■ **Task goal**
Rewrite the lines below as a numbered list, skipping blank lines and omitting the pictures.

-- Begin Material shown --

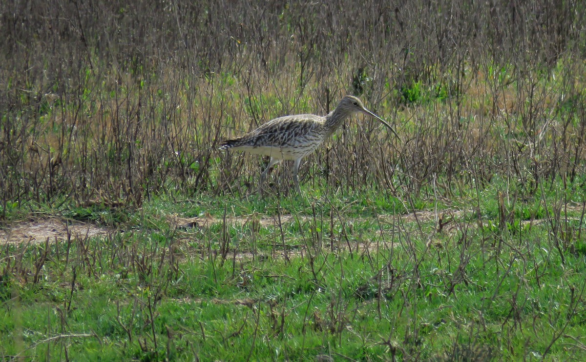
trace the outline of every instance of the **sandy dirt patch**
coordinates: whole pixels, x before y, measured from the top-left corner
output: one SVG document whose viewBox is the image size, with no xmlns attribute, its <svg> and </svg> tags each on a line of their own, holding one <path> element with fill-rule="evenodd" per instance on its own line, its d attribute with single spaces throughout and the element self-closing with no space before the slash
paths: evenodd
<svg viewBox="0 0 586 362">
<path fill-rule="evenodd" d="M 0 245 L 28 243 L 50 243 L 105 236 L 108 234 L 105 228 L 81 221 L 66 221 L 57 218 L 30 220 L 13 223 L 0 228 Z"/>
</svg>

-- End Material shown --

■ **Finished exercise**
1. trace the outline of every instance of the **sandy dirt patch**
2. coordinates: whole pixels, x before y, measured from the top-left corner
3. output: one SVG document whose viewBox is the image size, with no xmlns attribute, its <svg> and </svg> tags each on a line of their own, holding one <path> element with fill-rule="evenodd" per instance on its own line, its d attribute with single spaces throughout and the element self-closing with no space before the slash
4. paths: evenodd
5. <svg viewBox="0 0 586 362">
6. <path fill-rule="evenodd" d="M 0 245 L 28 243 L 50 243 L 105 236 L 108 234 L 105 228 L 81 221 L 66 221 L 57 218 L 30 220 L 13 223 L 0 228 Z"/>
7. </svg>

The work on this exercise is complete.